However, the report says he also wrote to the committee and told it "what Brad was doing was unethical but not against the rules".

A UK Anti Doping Agency inquiry closed last year into the jiffy bag delivered to the team at the 2011 Critérium du Dauphiné.

It concluded no doping violation had been found. But it was also unable to determine what was in the bag as no medical records were available to support Team Sky claims it was a simple, and legal, decongestant.

But the committee report goes much further than the anti doping probe did.

“To many people, the whole story of the package seems implausible, to say the least,” the committee’s report says.

“Further information shown to the committee claimed that the product that was requested to be sent out to the event was triamcinolone.”

It also questioned why a product available in chemists in France was flown from the UK by British Cycling employee Simon Cope. The committee also questions the plausibility of the time line set out by Team Sky.

"If the package was needed urgently, why, according to travel records given to the Committee by British Cycling, did Simon Cope collect it from Manchester on 8th June, but not fly out with it until 12th June?” it asks.

**Information shown:**
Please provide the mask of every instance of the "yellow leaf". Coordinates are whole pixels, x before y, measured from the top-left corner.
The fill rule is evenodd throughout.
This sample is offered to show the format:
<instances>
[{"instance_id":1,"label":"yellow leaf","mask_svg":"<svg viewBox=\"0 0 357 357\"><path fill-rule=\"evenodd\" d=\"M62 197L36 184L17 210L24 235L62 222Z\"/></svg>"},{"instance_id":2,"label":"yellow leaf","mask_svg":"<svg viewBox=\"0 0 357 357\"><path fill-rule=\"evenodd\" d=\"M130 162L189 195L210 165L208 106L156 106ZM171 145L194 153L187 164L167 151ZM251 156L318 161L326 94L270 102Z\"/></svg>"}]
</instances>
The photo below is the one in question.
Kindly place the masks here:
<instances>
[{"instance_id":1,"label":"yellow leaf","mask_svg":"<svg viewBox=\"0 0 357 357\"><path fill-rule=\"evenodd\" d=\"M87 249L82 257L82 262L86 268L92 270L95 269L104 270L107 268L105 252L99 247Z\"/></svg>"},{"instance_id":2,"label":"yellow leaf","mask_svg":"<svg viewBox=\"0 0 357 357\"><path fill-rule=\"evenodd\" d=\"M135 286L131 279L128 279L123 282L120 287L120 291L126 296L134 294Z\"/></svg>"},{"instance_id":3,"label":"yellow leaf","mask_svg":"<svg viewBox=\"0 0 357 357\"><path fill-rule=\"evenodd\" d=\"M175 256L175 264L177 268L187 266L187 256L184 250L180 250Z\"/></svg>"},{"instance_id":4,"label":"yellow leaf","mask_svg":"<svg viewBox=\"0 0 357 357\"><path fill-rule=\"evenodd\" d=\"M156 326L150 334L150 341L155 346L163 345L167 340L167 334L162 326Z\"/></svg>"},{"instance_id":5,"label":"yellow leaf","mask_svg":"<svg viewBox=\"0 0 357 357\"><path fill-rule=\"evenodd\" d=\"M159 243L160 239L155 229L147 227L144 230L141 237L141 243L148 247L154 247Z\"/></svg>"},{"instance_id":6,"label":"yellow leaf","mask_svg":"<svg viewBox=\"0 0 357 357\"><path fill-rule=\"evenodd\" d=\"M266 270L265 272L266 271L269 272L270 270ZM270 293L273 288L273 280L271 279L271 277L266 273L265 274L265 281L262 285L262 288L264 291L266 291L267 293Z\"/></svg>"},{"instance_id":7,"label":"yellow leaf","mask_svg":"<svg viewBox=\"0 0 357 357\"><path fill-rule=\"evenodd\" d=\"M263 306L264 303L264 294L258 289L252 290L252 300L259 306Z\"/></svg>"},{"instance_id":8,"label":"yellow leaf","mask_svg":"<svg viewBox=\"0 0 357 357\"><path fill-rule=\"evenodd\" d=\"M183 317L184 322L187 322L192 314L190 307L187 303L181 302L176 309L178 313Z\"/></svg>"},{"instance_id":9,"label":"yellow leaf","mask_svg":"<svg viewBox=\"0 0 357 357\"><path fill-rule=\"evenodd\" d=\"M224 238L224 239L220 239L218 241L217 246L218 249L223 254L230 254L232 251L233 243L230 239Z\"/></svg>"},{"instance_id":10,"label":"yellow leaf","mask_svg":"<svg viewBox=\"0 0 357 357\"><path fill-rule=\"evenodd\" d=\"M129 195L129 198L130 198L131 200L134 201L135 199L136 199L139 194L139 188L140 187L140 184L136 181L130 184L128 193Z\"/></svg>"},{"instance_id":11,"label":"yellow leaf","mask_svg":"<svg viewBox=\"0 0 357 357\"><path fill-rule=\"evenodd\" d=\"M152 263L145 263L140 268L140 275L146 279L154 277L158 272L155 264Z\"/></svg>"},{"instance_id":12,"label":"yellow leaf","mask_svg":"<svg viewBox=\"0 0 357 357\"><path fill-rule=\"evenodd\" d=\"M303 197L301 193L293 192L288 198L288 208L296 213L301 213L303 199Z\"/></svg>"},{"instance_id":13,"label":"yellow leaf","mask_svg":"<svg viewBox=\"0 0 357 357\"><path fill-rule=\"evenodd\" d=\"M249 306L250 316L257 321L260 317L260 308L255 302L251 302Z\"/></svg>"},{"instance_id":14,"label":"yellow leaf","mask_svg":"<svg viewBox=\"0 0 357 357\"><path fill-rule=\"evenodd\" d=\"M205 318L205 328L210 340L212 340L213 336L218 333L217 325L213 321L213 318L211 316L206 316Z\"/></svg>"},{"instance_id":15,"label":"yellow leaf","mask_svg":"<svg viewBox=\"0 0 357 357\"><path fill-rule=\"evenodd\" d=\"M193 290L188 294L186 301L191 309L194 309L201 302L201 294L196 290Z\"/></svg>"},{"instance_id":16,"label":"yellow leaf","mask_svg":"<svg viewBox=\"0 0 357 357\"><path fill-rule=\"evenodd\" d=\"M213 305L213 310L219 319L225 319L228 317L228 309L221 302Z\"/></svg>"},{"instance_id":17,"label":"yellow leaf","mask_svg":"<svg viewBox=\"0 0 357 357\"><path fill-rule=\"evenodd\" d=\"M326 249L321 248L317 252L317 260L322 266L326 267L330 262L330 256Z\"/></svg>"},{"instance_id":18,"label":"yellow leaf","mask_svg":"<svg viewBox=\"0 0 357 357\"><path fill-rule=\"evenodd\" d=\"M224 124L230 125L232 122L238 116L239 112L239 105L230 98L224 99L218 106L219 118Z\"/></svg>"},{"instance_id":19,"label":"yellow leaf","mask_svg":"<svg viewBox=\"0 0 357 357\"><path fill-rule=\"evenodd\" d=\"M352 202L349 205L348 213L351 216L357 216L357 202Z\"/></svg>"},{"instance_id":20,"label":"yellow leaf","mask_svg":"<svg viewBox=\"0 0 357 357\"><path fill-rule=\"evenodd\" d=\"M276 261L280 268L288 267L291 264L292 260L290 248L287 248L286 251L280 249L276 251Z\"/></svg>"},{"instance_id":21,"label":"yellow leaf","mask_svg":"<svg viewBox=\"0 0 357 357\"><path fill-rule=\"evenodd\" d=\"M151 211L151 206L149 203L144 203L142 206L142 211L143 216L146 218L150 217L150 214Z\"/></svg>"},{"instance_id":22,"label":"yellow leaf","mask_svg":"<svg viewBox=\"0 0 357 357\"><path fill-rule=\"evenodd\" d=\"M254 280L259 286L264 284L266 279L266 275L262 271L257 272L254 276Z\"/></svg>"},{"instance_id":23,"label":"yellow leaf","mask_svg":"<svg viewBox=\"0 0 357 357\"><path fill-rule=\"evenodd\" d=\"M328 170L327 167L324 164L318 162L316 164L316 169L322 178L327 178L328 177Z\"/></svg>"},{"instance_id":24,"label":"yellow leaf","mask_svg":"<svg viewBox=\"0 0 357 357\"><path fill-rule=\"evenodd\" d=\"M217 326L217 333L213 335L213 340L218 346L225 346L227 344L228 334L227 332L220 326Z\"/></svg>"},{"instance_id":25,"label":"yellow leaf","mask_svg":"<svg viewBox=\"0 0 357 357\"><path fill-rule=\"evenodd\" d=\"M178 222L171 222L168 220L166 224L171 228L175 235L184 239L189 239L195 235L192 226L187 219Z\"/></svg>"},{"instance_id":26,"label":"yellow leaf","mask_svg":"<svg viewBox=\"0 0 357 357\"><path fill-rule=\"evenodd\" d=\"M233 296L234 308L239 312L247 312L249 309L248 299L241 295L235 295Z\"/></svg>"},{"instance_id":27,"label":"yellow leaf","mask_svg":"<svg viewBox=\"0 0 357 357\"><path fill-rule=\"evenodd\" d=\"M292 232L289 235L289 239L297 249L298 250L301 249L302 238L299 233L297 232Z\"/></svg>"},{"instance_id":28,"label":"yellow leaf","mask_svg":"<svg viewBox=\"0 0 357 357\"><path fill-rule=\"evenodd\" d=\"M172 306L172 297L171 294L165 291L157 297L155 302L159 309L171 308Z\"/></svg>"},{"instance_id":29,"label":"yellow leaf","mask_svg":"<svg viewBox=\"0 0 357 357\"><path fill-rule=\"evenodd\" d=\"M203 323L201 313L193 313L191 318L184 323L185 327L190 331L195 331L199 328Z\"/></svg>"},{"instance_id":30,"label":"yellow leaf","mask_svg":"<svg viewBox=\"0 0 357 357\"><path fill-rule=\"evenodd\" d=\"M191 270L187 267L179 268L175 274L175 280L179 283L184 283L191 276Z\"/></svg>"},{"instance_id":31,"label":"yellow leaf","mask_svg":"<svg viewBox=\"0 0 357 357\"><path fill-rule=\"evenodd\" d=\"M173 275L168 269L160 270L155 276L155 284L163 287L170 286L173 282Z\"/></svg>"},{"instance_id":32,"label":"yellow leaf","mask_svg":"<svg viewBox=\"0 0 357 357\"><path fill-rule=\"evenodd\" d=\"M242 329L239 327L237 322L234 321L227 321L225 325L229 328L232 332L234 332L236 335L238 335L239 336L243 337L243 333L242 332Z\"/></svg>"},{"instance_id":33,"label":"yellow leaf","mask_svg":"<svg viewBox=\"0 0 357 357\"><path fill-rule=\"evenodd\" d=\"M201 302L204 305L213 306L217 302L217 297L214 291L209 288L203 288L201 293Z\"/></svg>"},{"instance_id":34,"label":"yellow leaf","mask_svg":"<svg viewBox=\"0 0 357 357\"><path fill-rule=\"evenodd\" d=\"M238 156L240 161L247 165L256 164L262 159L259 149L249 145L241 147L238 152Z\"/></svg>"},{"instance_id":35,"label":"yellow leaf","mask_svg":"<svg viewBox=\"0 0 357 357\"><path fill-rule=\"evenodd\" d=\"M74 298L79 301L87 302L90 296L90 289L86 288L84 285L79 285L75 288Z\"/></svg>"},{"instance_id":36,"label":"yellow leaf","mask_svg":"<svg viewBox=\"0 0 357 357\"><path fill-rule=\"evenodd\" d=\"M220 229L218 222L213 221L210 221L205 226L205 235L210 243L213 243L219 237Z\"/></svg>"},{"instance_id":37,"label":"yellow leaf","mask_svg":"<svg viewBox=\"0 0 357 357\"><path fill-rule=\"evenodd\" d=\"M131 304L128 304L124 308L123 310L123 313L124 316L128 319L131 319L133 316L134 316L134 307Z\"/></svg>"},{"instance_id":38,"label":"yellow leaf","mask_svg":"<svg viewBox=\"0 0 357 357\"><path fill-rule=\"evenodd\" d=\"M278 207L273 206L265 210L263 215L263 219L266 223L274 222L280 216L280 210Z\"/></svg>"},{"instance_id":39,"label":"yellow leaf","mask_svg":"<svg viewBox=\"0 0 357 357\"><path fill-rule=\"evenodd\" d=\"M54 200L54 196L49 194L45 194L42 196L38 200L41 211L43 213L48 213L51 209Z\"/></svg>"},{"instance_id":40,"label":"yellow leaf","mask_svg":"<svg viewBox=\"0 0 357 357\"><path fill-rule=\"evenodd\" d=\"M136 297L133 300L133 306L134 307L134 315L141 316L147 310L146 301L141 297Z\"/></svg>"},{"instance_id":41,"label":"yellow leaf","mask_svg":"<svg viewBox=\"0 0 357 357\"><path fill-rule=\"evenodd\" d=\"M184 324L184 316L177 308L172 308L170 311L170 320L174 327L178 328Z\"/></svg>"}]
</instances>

**Description of the task:** Can you edit the passage on the Team Sky package by repeating it starting at "A UK Anti Doping" and ending at "by Team Sky.", with "decongestant" changed to "antihistamine"?

**Answer section:**
A UK Anti Doping Agency inquiry closed last year into the jiffy bag delivered to the team at the 2011 Critérium du Dauphiné.

It concluded no doping violation had been found. But it was also unable to determine what was in the bag as no medical records were available to support Team Sky claims it was a simple, and legal, antihistamine.

But the committee report goes much further than the anti doping probe did.

“To many people, the whole story of the package seems implausible, to say the least,” the committee’s report says.

“Further information shown to the committee claimed that the product that was requested to be sent out to the event was triamcinolone.”

It also questioned why a product available in chemists in France was flown from the UK by British Cycling employee Simon Cope. The committee also questions the plausibility of the time line set out by Team Sky.